→ Exercise description
Please print each entry below exactly as it stands, but without any pictures.
****************************************
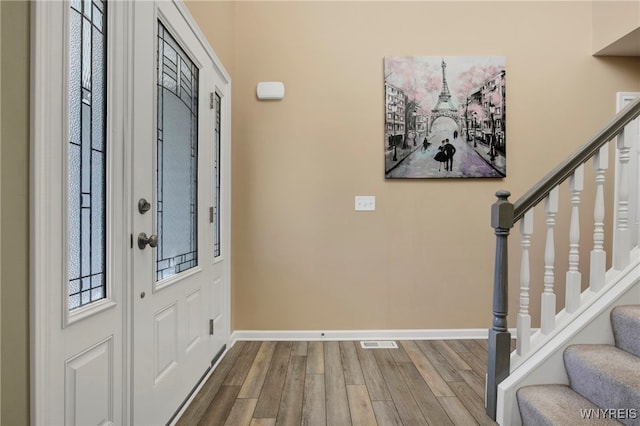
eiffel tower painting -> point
(445, 117)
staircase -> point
(604, 381)
(568, 359)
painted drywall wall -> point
(302, 257)
(14, 320)
(616, 27)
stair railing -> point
(504, 215)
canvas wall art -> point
(445, 117)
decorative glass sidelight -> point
(87, 153)
(216, 200)
(177, 159)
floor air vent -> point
(378, 344)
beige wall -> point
(14, 321)
(303, 259)
(616, 27)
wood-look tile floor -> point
(430, 382)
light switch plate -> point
(365, 203)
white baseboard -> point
(311, 335)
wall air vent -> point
(378, 344)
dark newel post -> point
(499, 336)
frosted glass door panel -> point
(177, 150)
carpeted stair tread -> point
(605, 375)
(625, 321)
(554, 405)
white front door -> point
(174, 287)
(121, 332)
(79, 302)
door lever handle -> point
(144, 240)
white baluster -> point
(621, 239)
(523, 333)
(548, 299)
(598, 255)
(574, 278)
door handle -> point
(143, 240)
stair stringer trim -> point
(546, 366)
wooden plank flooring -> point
(430, 382)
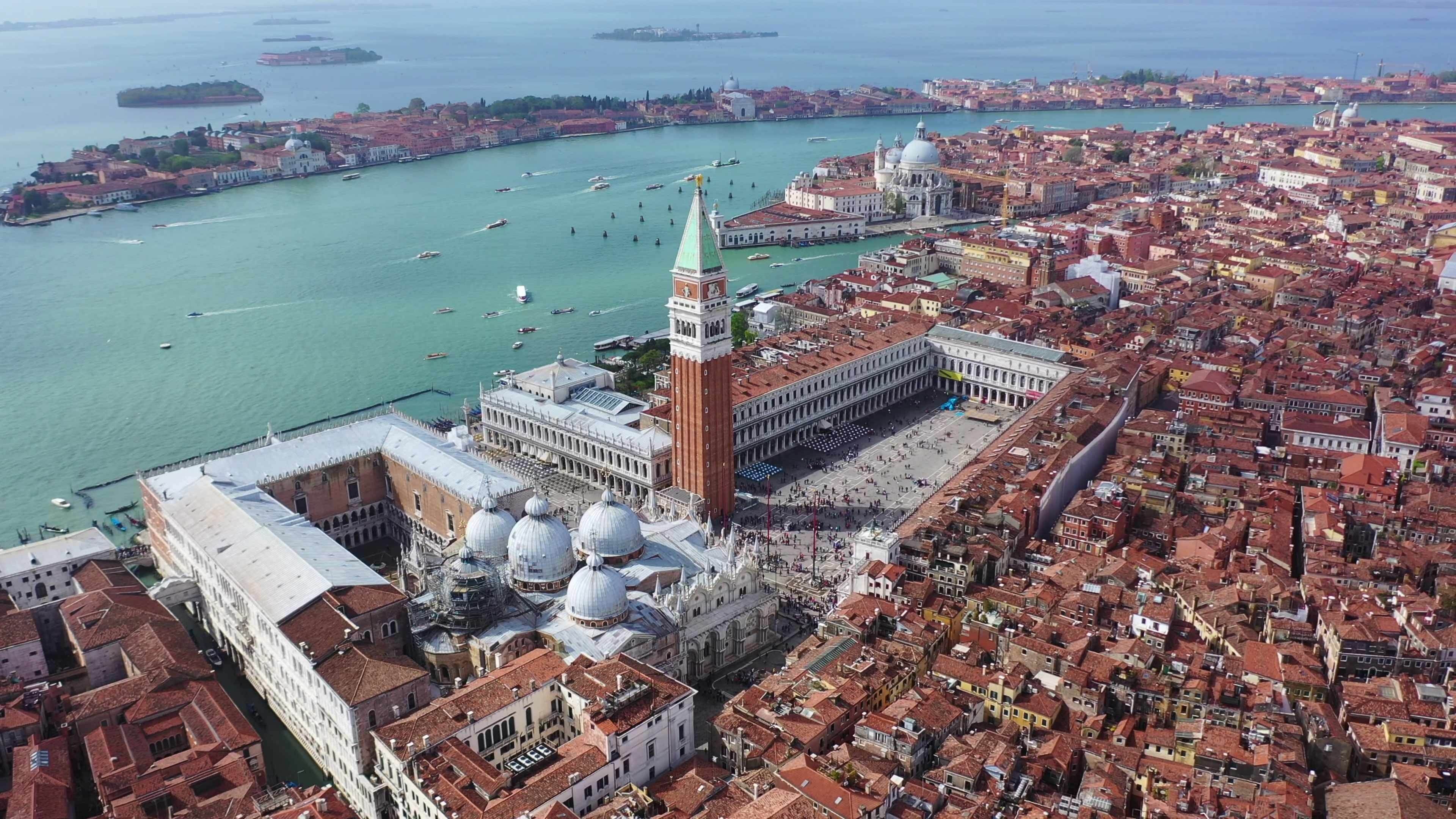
****************************************
→ Your response
eiffel tower painting -> point
(445, 117)
staircase -> point
(604, 381)
(568, 359)
painted drywall wall -> point
(302, 257)
(14, 320)
(616, 27)
stair railing -> point
(504, 215)
canvas wall art -> point
(445, 117)
decorative glass sidelight -> point
(87, 153)
(216, 200)
(177, 159)
floor air vent -> point
(378, 344)
beige wall -> point
(14, 321)
(303, 259)
(616, 27)
wood-look tile floor -> point
(430, 382)
light switch plate -> point
(365, 203)
white baseboard -> point
(311, 335)
wall air vent -> point
(378, 344)
dark newel post -> point
(499, 336)
frosted glass door panel -> point
(177, 150)
carpeted stair tread -> point
(605, 375)
(625, 321)
(554, 405)
white front door -> point
(174, 287)
(121, 332)
(79, 302)
door lever handle -> point
(144, 240)
white baluster -> point
(621, 239)
(523, 333)
(548, 299)
(598, 255)
(574, 278)
door handle -> point
(143, 240)
stair stringer trim -> point
(546, 366)
wooden plank flooring -> point
(430, 382)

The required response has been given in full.